-- Start MATERIAL FOR THIS TASK --

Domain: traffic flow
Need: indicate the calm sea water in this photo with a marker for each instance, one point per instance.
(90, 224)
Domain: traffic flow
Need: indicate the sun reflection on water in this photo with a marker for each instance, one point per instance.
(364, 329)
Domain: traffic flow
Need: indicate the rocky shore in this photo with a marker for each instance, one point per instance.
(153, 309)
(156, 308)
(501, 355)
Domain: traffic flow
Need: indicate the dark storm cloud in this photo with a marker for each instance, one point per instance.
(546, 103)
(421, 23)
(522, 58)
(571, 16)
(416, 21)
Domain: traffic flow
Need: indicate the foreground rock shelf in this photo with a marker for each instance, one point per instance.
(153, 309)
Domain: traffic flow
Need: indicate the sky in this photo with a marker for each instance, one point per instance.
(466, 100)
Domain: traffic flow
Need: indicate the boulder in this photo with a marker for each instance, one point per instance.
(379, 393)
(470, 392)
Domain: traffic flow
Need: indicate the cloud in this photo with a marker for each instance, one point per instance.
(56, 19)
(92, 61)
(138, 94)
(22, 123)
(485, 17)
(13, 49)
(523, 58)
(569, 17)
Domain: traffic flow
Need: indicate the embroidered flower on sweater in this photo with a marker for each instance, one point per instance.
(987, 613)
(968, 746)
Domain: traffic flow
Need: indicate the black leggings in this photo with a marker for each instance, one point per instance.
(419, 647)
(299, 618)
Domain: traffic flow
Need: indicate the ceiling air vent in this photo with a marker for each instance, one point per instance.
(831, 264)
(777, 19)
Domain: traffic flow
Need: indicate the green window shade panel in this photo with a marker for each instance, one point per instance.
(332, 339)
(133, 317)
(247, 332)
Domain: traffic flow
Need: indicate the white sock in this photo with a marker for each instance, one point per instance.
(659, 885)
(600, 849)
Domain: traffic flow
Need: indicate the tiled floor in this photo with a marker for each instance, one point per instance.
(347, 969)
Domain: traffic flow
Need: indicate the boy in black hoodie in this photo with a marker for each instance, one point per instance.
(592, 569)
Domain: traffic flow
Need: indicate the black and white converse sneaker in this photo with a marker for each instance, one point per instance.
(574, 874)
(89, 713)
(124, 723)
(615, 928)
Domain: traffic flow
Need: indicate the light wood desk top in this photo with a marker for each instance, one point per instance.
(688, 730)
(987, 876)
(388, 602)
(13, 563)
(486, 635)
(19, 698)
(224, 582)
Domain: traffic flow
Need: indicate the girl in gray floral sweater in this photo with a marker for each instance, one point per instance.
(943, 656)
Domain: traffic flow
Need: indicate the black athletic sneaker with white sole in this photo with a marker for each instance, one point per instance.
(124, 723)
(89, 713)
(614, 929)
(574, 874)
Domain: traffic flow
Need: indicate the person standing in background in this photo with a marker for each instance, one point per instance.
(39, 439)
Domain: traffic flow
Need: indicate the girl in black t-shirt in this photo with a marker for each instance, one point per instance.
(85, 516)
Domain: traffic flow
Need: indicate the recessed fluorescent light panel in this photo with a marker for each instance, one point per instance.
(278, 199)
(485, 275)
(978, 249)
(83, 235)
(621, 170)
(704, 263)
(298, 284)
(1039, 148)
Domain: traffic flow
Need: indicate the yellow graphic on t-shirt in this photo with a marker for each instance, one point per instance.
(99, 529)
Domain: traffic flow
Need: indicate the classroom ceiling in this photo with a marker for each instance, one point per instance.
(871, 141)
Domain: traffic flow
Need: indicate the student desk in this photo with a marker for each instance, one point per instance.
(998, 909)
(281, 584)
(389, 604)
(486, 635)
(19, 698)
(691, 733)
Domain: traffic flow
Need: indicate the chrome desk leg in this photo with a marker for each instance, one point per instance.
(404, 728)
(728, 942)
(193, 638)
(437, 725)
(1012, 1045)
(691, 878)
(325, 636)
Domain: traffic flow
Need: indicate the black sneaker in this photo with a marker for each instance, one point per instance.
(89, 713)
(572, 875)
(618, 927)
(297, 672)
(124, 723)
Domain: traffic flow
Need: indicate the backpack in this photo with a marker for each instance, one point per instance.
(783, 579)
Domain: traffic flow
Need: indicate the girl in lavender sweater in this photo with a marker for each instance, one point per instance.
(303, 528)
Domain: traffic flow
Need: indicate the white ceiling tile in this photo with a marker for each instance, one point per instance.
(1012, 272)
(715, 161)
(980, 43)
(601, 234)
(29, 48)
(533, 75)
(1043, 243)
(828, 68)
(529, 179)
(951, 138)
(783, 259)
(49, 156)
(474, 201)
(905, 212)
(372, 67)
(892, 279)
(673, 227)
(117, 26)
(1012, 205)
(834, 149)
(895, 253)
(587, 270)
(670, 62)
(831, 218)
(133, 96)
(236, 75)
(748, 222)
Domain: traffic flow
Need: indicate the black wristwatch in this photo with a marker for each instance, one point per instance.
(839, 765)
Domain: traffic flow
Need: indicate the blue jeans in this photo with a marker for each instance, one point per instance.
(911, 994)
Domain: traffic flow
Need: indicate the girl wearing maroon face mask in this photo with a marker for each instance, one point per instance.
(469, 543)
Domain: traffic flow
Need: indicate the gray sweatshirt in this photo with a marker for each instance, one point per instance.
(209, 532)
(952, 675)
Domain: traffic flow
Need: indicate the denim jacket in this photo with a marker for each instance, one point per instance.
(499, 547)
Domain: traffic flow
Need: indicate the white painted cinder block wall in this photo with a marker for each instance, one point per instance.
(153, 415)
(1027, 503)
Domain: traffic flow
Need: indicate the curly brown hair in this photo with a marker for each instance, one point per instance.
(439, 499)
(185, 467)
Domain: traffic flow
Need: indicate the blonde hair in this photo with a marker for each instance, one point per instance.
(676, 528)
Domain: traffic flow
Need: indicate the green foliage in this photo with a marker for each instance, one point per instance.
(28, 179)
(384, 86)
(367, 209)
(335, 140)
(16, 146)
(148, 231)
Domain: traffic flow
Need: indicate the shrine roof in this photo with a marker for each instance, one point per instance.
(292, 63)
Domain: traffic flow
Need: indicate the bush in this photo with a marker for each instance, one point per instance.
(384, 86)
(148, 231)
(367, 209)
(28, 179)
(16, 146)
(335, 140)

-- End MATERIAL FOR THIS TASK --

_TO DO:_ Print all of the data exactly as it was given.

_SOLUTION TO THIS PROBLEM:_
Domain: traffic flow
Need: indicate the calm sea water in this photo with a marker for each instance, one point per instance.
(90, 224)
Domain: traffic flow
Need: indicate the sun reflection on water in this photo with a marker for each instance, one point per instance.
(364, 329)
Domain: traffic flow
Need: indicate the rocky shore in this photo with a marker for each instance, one point per instance.
(153, 309)
(156, 308)
(501, 355)
Domain: traffic flow
Need: indicate the dark storm cloud in this photo with a marker for each instance, one point per instance.
(546, 103)
(421, 23)
(522, 58)
(571, 16)
(416, 21)
Domain: traffic flow
Need: indicate the foreground rock shelf in this photo with a marker for each instance, one point per instance.
(153, 309)
Domain: traffic flow
Need: indicate the sky in this photo with a marker for each instance, one point per instance.
(466, 100)
Domain: traffic flow
Need: indicate the boulder in this photo with a marker for each instance, one point per instance.
(379, 393)
(470, 392)
Domain: traffic flow
Need: indicate the cloud in this photo with a marker for each instance, one point per instance.
(56, 19)
(92, 61)
(138, 94)
(22, 123)
(485, 17)
(13, 49)
(523, 58)
(569, 17)
Domain: traffic flow
Need: indicate the embroidered flower on sweater in this photo with a marker for each instance, one point per instance.
(987, 613)
(968, 746)
Domain: traffic flow
Need: indicate the black leggings in this photo with a marker for each instance, one point per instance.
(419, 647)
(299, 618)
Domain: traffic flow
Need: indicate the ceiling air vent in this photo with a marker for each instance, one point per instance.
(831, 264)
(777, 19)
Domain: traffic flow
Need: indicate the green window shade panel in this photo with a marker for each instance, one point per instance.
(332, 339)
(133, 317)
(247, 332)
Domain: traffic flow
Need: indicate the white sock in this photo with a marker for each instance, one point per instance.
(659, 885)
(600, 849)
Domain: traffic flow
Need: indicate the tiled floor in this photo with a marker for each instance, one point per instance.
(347, 969)
Domain: traffic flow
Need: indicate the boy in black hoodie in this photo with a marker for each instance, one point per instance.
(592, 569)
Domain: traffic flow
Need: indicate the black and white converse sneaker in this photo with a marker for each instance, one point per instance.
(574, 874)
(89, 713)
(124, 723)
(615, 928)
Domain: traffic flow
Need: indicate the light wood desk top in this photo with a marker for each instance, one point per instance.
(688, 730)
(987, 876)
(388, 602)
(13, 563)
(486, 635)
(19, 698)
(224, 582)
Domain: traffic flow
Need: indicate the girl in gray floral sweater in this photo with a marker for each instance, one point per instance.
(943, 656)
Domain: traffic flow
Need: indicate the black athletic sneaker with white sole in this photo with a marker for each instance, one point per instance.
(124, 723)
(89, 713)
(614, 929)
(574, 874)
Domain: traffic flow
Need: indicate the person standing in background in this photo with a marker for each instance, one point per instance.
(39, 439)
Domain: traffic flow
Need: indicate the girl in black t-shirt in this photo with a marker for each instance, one point per instance.
(85, 516)
Domain: traffic flow
Need: indicate the recessed fluorescent light panel in this photo with a marker for each instance, one point per instance.
(278, 199)
(485, 275)
(978, 249)
(83, 235)
(621, 170)
(704, 263)
(298, 284)
(1039, 148)
Domain: traffic flow
Need: indicate the yellow graphic on t-shirt in this photo with a marker for each instance, one point per instance.
(99, 529)
Domain: traffic flow
Need: indicate the classroom ceiling in this photo with a marker for each instance, one point per instance.
(871, 141)
Domain: traffic flow
Need: indicate the student desk in this photo with a marker for each instance, one point per instance.
(998, 909)
(281, 584)
(389, 604)
(486, 635)
(19, 698)
(691, 733)
Domain: traffic flow
Need: indicate the chrome desk leg in this photo with a marker for each instance, one point per instance.
(404, 728)
(728, 942)
(193, 638)
(437, 725)
(1012, 1045)
(691, 878)
(325, 636)
Domain: traffic flow
Need: indicate the black sneaker in this photo with a marker for each instance, one point per instance.
(89, 713)
(572, 875)
(618, 927)
(297, 672)
(124, 723)
Domain: traffic flow
Need: indicate the backpack in this photo with a marker for each instance, one point per instance.
(783, 579)
Domain: traffic flow
Need: indicate the girl in lavender sweater in this photo with a marker for each instance, one point per instance.
(303, 528)
Domain: traffic flow
Need: indicate the white ceiling tile in this photo with a marker for each instance, one point per instance.
(1012, 272)
(715, 161)
(980, 43)
(601, 234)
(29, 48)
(533, 75)
(1043, 243)
(828, 68)
(529, 179)
(951, 138)
(783, 259)
(49, 156)
(474, 201)
(905, 212)
(372, 67)
(892, 279)
(673, 227)
(117, 26)
(1012, 205)
(834, 149)
(895, 253)
(587, 270)
(670, 62)
(831, 218)
(133, 96)
(236, 75)
(748, 222)
Domain: traffic flow
Need: indicate the black wristwatch in this photo with a marker for each instance, one point per instance.
(839, 765)
Domain: traffic flow
Need: indicate the blue jeans in this photo with a marker for each instance, one point per instance.
(911, 994)
Domain: traffic flow
Need: indicate the girl wearing maroon face mask in this photo with a marker for each instance, one point per instance.
(469, 543)
Domain: traffic flow
Need: indicate the gray sweatshirt in this photo with a marker for each instance, one point per instance.
(209, 532)
(952, 675)
Domain: traffic flow
Need: indicate the denim jacket in this photo with a marker for each instance, one point per instance.
(499, 547)
Domain: traffic flow
Need: indicate the white painted cinder block wall in this photo with a marker for each instance, one point per instance.
(153, 415)
(1027, 503)
Domain: traffic flow
Need: indicate the curly brown hair in this photo with a marker for each instance, one point per instance.
(439, 499)
(185, 467)
Domain: traffic flow
Need: indicate the blonde hair in this photo with a marker for each instance, one point per instance.
(676, 528)
Domain: traffic flow
Need: indicate the green foliage in this photo with a marker for each instance, one point per instance.
(28, 179)
(384, 86)
(367, 209)
(335, 140)
(16, 146)
(148, 231)
Domain: traffic flow
Need: indicate the shrine roof in this photo with a marker for each instance, one point per instance.
(292, 63)
Domain: traffic flow
Need: indicate the bush in this photo with a marker for each instance, one point per instance.
(384, 86)
(148, 231)
(367, 209)
(28, 179)
(16, 146)
(335, 140)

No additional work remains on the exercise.